**What the exercise asks:** Please switch "a pin per instance" to "one pin for each instance" everywhere in the lines below and write them all out again with nothing else changed. Leave the pictures out of your answer.
==================================================
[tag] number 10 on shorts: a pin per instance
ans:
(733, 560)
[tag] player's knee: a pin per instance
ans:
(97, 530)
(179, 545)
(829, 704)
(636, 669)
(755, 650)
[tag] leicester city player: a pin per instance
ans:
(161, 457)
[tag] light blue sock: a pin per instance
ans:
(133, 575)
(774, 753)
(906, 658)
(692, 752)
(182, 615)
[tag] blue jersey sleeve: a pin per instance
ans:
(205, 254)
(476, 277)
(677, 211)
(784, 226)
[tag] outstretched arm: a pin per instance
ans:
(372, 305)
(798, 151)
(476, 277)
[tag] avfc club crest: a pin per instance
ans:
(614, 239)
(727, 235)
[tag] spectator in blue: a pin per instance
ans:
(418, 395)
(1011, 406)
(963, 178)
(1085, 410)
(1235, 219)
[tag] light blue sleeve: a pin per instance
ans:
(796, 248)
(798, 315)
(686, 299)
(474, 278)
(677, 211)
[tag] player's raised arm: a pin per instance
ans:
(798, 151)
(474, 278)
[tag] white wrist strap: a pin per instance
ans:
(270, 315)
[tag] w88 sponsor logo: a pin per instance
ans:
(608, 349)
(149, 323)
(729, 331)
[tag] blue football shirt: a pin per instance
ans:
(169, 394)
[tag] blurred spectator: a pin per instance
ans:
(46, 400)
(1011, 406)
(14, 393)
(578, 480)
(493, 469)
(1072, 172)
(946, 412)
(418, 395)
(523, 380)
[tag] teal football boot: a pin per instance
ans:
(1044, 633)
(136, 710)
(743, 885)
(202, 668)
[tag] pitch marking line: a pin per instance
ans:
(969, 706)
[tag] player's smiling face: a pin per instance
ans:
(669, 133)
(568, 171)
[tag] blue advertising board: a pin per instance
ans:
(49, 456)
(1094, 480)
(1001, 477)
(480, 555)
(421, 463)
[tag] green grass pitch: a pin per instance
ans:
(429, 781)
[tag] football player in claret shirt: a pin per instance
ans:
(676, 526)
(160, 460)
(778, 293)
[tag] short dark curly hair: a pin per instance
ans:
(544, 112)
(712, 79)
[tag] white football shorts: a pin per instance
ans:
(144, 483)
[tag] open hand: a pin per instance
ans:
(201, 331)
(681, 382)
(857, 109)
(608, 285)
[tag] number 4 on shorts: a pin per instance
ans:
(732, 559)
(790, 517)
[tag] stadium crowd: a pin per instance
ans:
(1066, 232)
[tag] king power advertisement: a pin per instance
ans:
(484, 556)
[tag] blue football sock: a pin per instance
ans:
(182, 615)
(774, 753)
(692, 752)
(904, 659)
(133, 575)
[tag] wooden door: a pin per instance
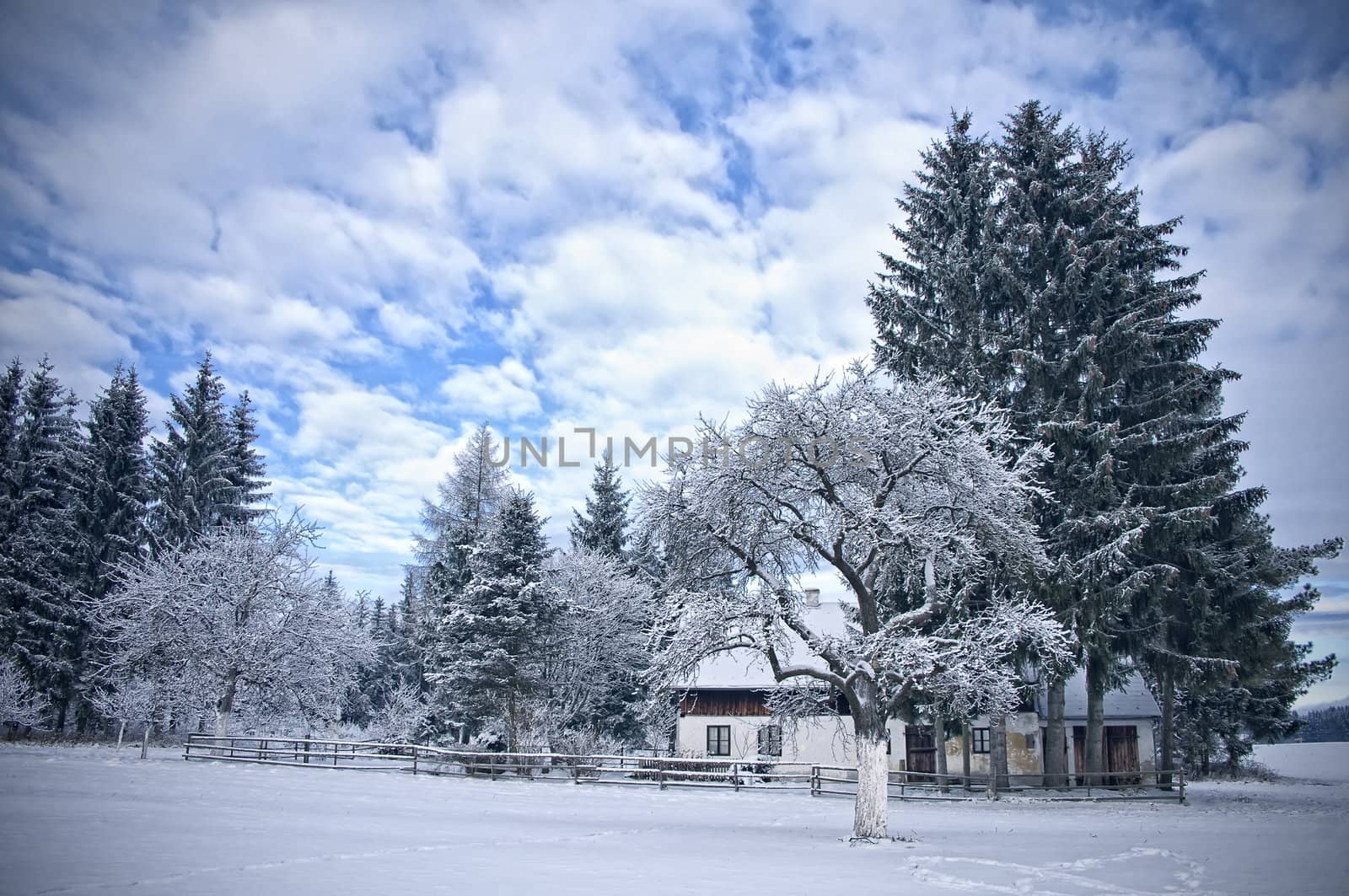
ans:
(921, 745)
(1079, 752)
(1121, 754)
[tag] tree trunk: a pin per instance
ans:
(1056, 737)
(965, 754)
(939, 740)
(998, 754)
(1166, 749)
(873, 770)
(1096, 721)
(226, 707)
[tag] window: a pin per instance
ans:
(718, 740)
(771, 740)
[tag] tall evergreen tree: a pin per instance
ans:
(604, 527)
(112, 489)
(40, 547)
(207, 471)
(247, 469)
(467, 501)
(490, 640)
(1029, 274)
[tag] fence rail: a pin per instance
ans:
(1083, 786)
(663, 772)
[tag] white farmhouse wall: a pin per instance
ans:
(827, 741)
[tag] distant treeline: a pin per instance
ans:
(1324, 725)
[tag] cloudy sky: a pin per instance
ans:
(391, 222)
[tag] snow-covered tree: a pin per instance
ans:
(598, 649)
(247, 469)
(1029, 273)
(19, 705)
(206, 473)
(489, 651)
(454, 523)
(239, 615)
(401, 718)
(128, 702)
(604, 527)
(40, 541)
(911, 496)
(112, 487)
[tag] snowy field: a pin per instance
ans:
(1312, 761)
(87, 821)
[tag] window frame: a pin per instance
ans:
(769, 736)
(719, 730)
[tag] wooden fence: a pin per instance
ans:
(653, 770)
(841, 781)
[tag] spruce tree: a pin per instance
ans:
(40, 547)
(207, 471)
(489, 648)
(1029, 280)
(469, 498)
(191, 467)
(112, 489)
(604, 527)
(246, 469)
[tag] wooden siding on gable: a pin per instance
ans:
(723, 703)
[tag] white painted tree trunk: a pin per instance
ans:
(223, 720)
(224, 709)
(872, 779)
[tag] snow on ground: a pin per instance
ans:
(91, 821)
(1313, 761)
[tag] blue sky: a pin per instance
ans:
(390, 226)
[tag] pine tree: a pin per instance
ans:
(40, 548)
(191, 467)
(247, 469)
(206, 473)
(489, 647)
(469, 498)
(112, 489)
(1029, 276)
(604, 528)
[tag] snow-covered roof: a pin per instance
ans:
(1132, 700)
(744, 668)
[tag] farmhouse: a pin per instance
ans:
(723, 711)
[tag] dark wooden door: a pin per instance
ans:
(1121, 754)
(1079, 752)
(921, 745)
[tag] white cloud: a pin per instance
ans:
(346, 206)
(501, 393)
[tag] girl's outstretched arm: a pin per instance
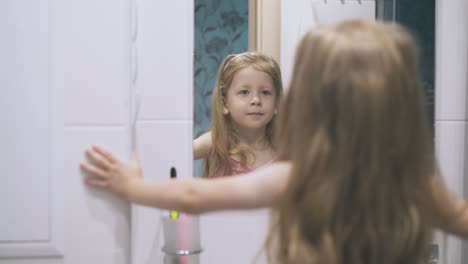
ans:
(202, 146)
(191, 195)
(451, 209)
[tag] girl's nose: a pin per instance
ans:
(255, 100)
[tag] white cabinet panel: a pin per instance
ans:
(92, 58)
(31, 222)
(25, 155)
(97, 223)
(165, 59)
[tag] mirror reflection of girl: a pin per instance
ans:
(356, 179)
(244, 102)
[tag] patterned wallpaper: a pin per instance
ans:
(221, 28)
(419, 17)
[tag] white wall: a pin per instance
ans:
(450, 108)
(59, 99)
(298, 16)
(68, 75)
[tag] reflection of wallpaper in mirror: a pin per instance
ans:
(221, 28)
(422, 26)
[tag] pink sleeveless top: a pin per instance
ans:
(237, 168)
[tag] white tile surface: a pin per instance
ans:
(451, 60)
(97, 227)
(297, 17)
(233, 237)
(451, 148)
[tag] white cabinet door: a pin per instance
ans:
(64, 85)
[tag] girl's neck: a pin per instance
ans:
(256, 139)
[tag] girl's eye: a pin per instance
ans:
(266, 92)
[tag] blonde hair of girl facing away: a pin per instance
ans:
(355, 127)
(226, 140)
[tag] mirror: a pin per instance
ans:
(422, 27)
(221, 28)
(225, 27)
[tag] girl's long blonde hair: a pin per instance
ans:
(226, 141)
(355, 127)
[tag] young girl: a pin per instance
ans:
(243, 108)
(357, 178)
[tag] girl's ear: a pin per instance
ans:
(225, 109)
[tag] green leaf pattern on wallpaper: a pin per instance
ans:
(221, 28)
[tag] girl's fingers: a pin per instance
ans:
(94, 171)
(96, 182)
(98, 159)
(111, 158)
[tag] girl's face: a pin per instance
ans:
(250, 99)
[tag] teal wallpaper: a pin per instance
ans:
(221, 28)
(419, 17)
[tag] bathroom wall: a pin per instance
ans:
(70, 75)
(451, 118)
(64, 82)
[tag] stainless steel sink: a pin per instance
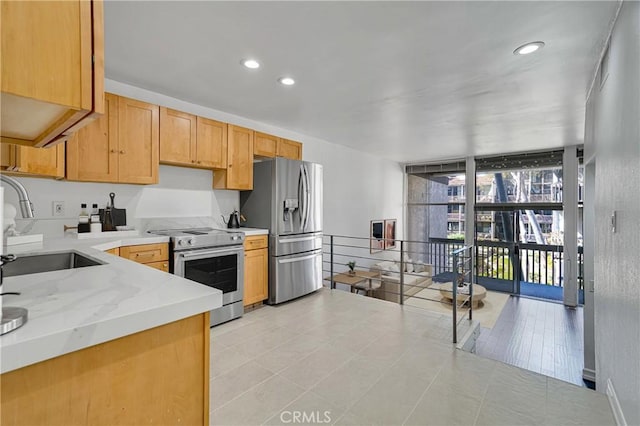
==================================================
**Problem solution:**
[tag] number 10 on shorts: one pin for each instance
ans:
(733, 560)
[tag] player's knee: one pin for each instance
ans:
(97, 530)
(179, 545)
(829, 704)
(636, 669)
(755, 650)
[tag] leicester city player: one pin for each instance
ans:
(161, 457)
[tag] light blue sock: one pin for each instance
ans:
(133, 575)
(774, 753)
(906, 658)
(692, 752)
(182, 615)
[tag] blue jersey sleeve: one pin for each instance
ans:
(205, 254)
(476, 277)
(677, 211)
(784, 226)
[tag] outstretched arm: one pin for each instance
ans:
(372, 305)
(798, 151)
(476, 277)
[tag] avfc club crest: one pin for each instance
ans:
(614, 239)
(727, 235)
[tag] spectator in blue: one pin for each instance
ans:
(418, 395)
(1011, 406)
(963, 178)
(1085, 410)
(1235, 219)
[tag] light blue sleeve: one pin for each instance
ans:
(796, 248)
(798, 315)
(686, 299)
(474, 278)
(677, 211)
[tag] player's raised arm: one pin for each instance
ans:
(798, 151)
(474, 278)
[tag] white wrist strap: one pin for each instance
ans:
(270, 315)
[tag] w88 sponsor logo: one pin for each instance
ans:
(608, 349)
(149, 323)
(729, 331)
[tag] blue football shirt: one pin for each instance
ans:
(169, 394)
[tag] blurred spectator: one pin for each instance
ans:
(46, 400)
(1011, 406)
(14, 393)
(578, 480)
(493, 469)
(1072, 172)
(946, 412)
(418, 395)
(523, 380)
[tag] teal football boot: one pin for each instance
ans:
(1044, 633)
(136, 710)
(743, 885)
(202, 668)
[tag] pitch marking line: one pin for each instance
ans:
(969, 706)
[tag] player's smiling face: one pin for each instance
ans:
(669, 133)
(568, 171)
[tag] blue advertising board: one pin for each instance
ans:
(49, 456)
(1094, 480)
(1001, 477)
(480, 555)
(421, 463)
[tag] green grass pitch: one pin for each instance
ans:
(429, 781)
[tag] football player in claret shirt: one pin for each instance
ans:
(676, 526)
(160, 460)
(778, 293)
[tag] short dark curly hair: one pin for each instance
ans:
(544, 112)
(712, 79)
[tag] white football shorts: one pin for each instance
ans:
(144, 483)
[tag] open hand: one pin for each instance
ans:
(201, 331)
(681, 382)
(857, 109)
(608, 285)
[tag] number 4 on shorts: one pin for each instance
ans:
(732, 559)
(790, 517)
[tag] stadium crowd: one pin for each instance
ans:
(1066, 232)
[tag] king power advertisement: one pin for each instance
ans:
(484, 556)
[tag] blue football sock: one pin for each instance
ans:
(182, 615)
(774, 753)
(692, 752)
(904, 659)
(133, 575)
[tag] wooden door: one pin for each instance
ans:
(921, 745)
(1079, 752)
(1121, 754)
[tag] tree trunk: one pin for each instance
ans:
(1056, 737)
(965, 754)
(939, 740)
(998, 754)
(1166, 749)
(873, 770)
(1096, 721)
(226, 707)
[tag] window: one pin for each instance
ans:
(718, 740)
(771, 740)
[tag] tall evergreen tree: one pin for each instance
ans:
(604, 527)
(112, 489)
(40, 547)
(207, 471)
(247, 469)
(467, 501)
(490, 640)
(1029, 274)
[tag] fence rail: one pin for each instance
ans:
(1083, 786)
(663, 772)
[tag] white farmhouse wall: one pin for each instance
ans:
(827, 741)
[tag] distant treeline: one pin for each instance
ans:
(1324, 725)
[tag] cloudy sky: one pin for each instance
ans:
(391, 222)
[tag] snow-covered tree: one pin for each instance
ans:
(598, 649)
(247, 469)
(1029, 273)
(19, 705)
(206, 473)
(489, 651)
(454, 523)
(239, 615)
(401, 718)
(128, 702)
(604, 527)
(40, 541)
(911, 496)
(112, 487)
[tag] snowy field: one pin for each instance
ans:
(1312, 761)
(87, 821)
[tag] window frame: one pin for each instance
ans:
(769, 736)
(719, 730)
[tag] wooden fence: one pin for each instance
ans:
(653, 770)
(841, 781)
[tag] spruce tree: one pin for each instance
ans:
(40, 547)
(207, 471)
(489, 648)
(1029, 280)
(469, 498)
(191, 467)
(112, 489)
(604, 527)
(246, 469)
[tag] wooden siding on gable: one pin for each instance
ans:
(723, 703)
[tag] white painted tree trunk: one pin for each instance
ans:
(223, 720)
(224, 709)
(872, 779)
[tag] snow on ground: one pin for each instance
ans:
(91, 821)
(1313, 761)
[tag] blue sky: one pin for each instance
ans:
(390, 226)
[tag] pine tree: one pin for each instance
ans:
(40, 548)
(191, 467)
(247, 469)
(206, 473)
(489, 647)
(469, 498)
(112, 489)
(1029, 276)
(604, 528)
[tag] snow-covered roof: one pin for each instance
ans:
(1132, 700)
(744, 668)
[tag] farmhouse: one pin for each instance
ans:
(723, 711)
[tag] dark wooden door: one pin for each instance
ans:
(1121, 754)
(1079, 752)
(921, 745)
[tag] white cloud: one pin for each instance
ans:
(346, 206)
(501, 393)
[tag] girl's outstretched arm: one pin for each instance
ans:
(202, 146)
(191, 195)
(451, 209)
[tag] girl's nose: one pin for each instance
ans:
(255, 100)
[tag] white cabinet panel: one pin for each instance
ans:
(92, 58)
(31, 222)
(25, 155)
(97, 223)
(165, 59)
[tag] mirror reflection of girl: one pin for each instance
ans:
(356, 179)
(244, 102)
[tag] patterned wallpaper: one pin for each instance
ans:
(221, 28)
(419, 17)
[tag] white wall: one pin for each instance
ans:
(450, 108)
(59, 99)
(298, 16)
(68, 75)
[tag] reflection of wallpaper in mirror: one pin for each instance
ans:
(221, 28)
(422, 26)
[tag] pink sleeveless top: one pin for each instance
ans:
(237, 168)
[tag] white tile surface: one pin for each instance
ans:
(451, 60)
(97, 227)
(297, 17)
(233, 237)
(451, 148)
[tag] white cabinet door: one pin for each instance
ans:
(64, 85)
[tag] girl's neck: one pin for each instance
ans:
(256, 139)
[tag] girl's eye: one pin for each instance
ans:
(266, 92)
[tag] blonde hair of girl facing away: one pin for each instance
ans:
(355, 127)
(226, 140)
[tag] mirror: one pin for each instance
ans:
(422, 27)
(221, 28)
(225, 27)
[tag] girl's long blonde hair: one pin for each instance
ans:
(226, 141)
(355, 127)
[tag] young girl: one pin for each instance
ans:
(243, 108)
(357, 178)
[tag] girl's ear: one pin for each instance
ans:
(225, 109)
[tag] green leaf pattern on wallpaper: one pin for each instance
ans:
(221, 28)
[tag] girl's fingers: one pin for each instance
ans:
(94, 171)
(96, 182)
(98, 159)
(111, 158)
[tag] girl's face: one pin for each instance
ans:
(250, 99)
[tag] teal wallpaper: one pin for each instance
ans:
(221, 28)
(419, 17)
[tag] bathroom wall: one pin for each instance
ans:
(70, 75)
(451, 118)
(64, 82)
[tag] stainless steel sink: one pin for each instance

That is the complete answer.